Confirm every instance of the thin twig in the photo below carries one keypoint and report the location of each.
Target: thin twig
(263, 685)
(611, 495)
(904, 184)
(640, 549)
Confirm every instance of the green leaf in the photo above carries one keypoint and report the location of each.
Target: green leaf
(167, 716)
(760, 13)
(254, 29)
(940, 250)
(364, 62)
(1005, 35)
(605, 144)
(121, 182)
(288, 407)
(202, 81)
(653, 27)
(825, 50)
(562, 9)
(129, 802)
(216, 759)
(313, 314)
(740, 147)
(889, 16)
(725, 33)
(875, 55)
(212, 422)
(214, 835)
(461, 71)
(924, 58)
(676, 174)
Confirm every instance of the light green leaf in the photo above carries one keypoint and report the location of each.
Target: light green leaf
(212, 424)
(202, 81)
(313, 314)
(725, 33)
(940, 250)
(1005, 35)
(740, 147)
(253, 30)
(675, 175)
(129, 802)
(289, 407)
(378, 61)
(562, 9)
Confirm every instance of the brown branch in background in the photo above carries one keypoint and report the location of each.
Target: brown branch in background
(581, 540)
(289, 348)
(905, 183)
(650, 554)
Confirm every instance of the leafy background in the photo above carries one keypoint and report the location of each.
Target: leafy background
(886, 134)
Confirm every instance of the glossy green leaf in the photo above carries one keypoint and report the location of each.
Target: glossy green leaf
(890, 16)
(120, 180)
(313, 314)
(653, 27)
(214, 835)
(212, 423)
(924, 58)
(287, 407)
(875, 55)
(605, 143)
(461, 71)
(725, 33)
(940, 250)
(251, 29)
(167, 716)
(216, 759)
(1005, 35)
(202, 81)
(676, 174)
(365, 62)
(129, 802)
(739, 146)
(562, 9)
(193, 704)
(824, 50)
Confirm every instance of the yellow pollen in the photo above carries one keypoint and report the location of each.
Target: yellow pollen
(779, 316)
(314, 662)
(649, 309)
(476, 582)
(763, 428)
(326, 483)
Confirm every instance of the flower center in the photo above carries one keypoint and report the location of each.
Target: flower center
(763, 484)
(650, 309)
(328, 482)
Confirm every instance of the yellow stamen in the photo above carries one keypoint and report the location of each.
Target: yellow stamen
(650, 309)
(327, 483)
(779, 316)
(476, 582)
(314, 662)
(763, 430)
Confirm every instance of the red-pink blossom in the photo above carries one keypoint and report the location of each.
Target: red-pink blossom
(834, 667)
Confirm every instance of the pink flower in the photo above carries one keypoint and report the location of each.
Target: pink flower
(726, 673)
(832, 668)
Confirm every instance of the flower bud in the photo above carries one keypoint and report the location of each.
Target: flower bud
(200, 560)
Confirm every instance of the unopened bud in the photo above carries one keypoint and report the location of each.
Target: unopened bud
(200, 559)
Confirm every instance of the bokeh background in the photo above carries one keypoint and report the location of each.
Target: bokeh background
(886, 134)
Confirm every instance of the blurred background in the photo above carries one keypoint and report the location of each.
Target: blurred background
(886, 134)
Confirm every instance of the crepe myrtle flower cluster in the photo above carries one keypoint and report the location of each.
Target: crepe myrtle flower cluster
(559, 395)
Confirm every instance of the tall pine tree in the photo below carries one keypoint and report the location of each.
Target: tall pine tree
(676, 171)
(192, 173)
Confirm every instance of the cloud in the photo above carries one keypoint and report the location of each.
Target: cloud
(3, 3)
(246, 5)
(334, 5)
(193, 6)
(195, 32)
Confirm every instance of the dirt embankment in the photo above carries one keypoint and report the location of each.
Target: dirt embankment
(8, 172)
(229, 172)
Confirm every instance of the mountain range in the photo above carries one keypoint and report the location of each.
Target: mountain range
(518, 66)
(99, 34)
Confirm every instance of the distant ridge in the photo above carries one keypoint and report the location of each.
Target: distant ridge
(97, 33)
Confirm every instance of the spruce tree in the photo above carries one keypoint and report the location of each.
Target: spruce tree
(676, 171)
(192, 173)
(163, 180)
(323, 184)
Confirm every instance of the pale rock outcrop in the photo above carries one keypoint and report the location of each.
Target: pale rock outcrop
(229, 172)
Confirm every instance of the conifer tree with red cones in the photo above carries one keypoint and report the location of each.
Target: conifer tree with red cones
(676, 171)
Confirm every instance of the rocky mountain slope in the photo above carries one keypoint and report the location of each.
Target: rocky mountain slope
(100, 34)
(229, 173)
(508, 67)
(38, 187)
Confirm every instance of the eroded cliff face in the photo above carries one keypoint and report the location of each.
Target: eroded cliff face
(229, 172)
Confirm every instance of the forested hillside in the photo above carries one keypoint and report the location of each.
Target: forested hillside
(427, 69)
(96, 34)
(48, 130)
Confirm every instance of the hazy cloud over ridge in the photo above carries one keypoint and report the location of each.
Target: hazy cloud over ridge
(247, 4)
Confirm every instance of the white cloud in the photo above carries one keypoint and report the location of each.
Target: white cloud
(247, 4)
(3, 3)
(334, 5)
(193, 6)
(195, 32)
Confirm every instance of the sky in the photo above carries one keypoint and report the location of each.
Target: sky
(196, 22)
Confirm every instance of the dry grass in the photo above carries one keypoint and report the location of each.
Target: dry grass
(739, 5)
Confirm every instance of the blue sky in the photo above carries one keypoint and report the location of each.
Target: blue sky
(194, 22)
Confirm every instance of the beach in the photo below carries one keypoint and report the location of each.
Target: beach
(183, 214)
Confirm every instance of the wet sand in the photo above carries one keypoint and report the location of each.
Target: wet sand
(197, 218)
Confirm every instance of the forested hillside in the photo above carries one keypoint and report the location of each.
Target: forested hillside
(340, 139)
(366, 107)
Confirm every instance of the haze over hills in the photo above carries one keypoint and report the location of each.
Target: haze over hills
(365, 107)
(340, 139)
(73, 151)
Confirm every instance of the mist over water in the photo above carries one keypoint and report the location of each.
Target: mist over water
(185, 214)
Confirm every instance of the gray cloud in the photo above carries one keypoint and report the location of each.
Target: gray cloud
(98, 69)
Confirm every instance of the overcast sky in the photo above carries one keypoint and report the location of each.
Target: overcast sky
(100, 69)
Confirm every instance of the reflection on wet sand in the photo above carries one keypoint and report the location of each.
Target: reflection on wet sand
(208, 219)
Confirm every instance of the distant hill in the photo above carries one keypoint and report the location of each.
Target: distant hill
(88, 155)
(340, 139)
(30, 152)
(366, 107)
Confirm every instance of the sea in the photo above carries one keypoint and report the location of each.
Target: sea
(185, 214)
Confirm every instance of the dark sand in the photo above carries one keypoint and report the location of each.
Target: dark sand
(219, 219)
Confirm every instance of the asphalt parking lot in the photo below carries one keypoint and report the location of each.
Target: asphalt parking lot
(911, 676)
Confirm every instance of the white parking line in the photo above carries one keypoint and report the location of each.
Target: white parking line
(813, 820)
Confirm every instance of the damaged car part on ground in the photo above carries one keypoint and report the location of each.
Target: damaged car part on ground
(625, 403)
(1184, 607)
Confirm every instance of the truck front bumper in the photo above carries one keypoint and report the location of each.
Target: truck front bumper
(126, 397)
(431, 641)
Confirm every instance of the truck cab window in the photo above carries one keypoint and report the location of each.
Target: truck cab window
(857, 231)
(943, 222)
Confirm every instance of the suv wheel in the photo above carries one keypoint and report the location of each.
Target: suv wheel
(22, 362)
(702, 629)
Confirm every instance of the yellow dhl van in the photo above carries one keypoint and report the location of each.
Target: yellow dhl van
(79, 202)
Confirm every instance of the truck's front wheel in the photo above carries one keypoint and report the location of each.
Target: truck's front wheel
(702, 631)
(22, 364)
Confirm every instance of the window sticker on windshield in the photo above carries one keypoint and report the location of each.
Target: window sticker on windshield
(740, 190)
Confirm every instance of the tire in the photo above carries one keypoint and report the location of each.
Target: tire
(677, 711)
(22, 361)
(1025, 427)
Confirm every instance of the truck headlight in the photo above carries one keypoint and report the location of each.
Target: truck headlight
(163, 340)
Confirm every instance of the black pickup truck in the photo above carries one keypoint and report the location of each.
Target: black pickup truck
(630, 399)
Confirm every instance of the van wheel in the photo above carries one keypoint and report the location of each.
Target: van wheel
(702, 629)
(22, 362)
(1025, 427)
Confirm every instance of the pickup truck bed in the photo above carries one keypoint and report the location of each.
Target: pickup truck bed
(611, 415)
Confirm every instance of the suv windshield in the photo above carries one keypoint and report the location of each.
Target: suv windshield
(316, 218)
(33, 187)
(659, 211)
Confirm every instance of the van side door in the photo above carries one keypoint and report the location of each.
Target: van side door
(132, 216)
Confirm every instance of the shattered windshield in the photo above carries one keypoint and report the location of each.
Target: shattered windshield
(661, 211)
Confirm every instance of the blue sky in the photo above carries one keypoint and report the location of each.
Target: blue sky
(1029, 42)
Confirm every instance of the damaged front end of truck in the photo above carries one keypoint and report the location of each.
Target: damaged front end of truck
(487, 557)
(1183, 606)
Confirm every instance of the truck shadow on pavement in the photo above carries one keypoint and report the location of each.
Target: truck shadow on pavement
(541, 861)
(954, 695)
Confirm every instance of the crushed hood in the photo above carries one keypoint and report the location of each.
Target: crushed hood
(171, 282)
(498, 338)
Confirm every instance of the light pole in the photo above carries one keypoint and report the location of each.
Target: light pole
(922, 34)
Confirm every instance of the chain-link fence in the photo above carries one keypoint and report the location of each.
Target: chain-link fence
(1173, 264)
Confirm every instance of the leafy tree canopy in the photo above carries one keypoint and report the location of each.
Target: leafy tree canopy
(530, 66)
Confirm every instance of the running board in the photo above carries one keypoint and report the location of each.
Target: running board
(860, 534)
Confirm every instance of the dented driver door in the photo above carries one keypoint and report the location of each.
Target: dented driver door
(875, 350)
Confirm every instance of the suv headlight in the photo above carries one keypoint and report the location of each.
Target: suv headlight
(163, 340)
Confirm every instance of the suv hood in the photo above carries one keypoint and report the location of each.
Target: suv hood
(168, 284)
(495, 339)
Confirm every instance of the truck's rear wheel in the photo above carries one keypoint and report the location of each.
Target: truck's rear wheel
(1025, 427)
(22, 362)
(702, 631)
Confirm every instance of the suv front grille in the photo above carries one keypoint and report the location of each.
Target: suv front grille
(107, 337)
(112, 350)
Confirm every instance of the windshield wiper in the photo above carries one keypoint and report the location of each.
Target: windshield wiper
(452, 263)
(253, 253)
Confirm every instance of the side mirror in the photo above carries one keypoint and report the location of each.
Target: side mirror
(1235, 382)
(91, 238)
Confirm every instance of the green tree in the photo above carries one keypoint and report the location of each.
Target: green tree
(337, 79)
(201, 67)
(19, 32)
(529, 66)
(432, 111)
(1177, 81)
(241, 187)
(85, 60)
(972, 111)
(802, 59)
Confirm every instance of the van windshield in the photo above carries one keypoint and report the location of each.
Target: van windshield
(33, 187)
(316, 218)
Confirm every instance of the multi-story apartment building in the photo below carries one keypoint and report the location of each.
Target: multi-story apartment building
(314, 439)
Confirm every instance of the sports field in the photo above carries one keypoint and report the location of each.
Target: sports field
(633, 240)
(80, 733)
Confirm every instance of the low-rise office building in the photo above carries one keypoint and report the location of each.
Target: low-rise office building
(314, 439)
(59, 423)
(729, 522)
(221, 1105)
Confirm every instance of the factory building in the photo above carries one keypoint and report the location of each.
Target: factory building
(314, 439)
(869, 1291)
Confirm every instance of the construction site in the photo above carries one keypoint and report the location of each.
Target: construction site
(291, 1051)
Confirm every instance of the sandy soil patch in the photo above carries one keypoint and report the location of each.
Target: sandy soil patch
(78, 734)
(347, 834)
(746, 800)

______

▸ What is needed: Reproduce only the lines from the line containing "Confirm every instance of the windshield" to the last line of the material above, both of those lines included.

▸ Solution for this task:
Confirm every instance of the windshield wiper in the photo above carries one keypoint and report the location of each.
Target: windshield wiper
(452, 263)
(253, 253)
Confirm every instance of the side mirror in the photo above carries one keypoint and report the location of each.
Target: side mirror
(1235, 382)
(91, 238)
Confirm every instance of the green tree in the photo above carries one keypoint and report the location of each.
Target: green tree
(337, 79)
(201, 67)
(19, 32)
(529, 66)
(432, 111)
(1177, 81)
(241, 187)
(85, 60)
(972, 111)
(802, 59)
Confirm every instance of the van windshield in the photo above carries one keypoint and report the location of each.
Target: van windshield
(33, 187)
(316, 218)
Confirm every instance of the multi-story apartment building in the photo below carries one keypoint and report the location of each.
Target: multi-story apartment building
(314, 439)
Confirm every instance of the sports field in the photo above carries one keypoint and report the location of each.
Target: sports field
(633, 240)
(80, 733)
Confirm every instance of the low-rise office building in the photo above carries one keypoint and report the location of each.
Target: low-rise office building
(314, 439)
(59, 423)
(729, 522)
(221, 1105)
Confirm every instance of the factory building in the photo above carries one keypoint and report the location of each.
Target: factory building
(314, 439)
(869, 1291)
Confirm every instance of the construction site in the photo above carries one keypoint and report the location of each.
Target: construction site
(291, 1051)
Confirm every instance of the sandy soil patch in the photo above carries one keypoint and report the location of each.
Target: sandy soil patch
(78, 734)
(347, 834)
(746, 800)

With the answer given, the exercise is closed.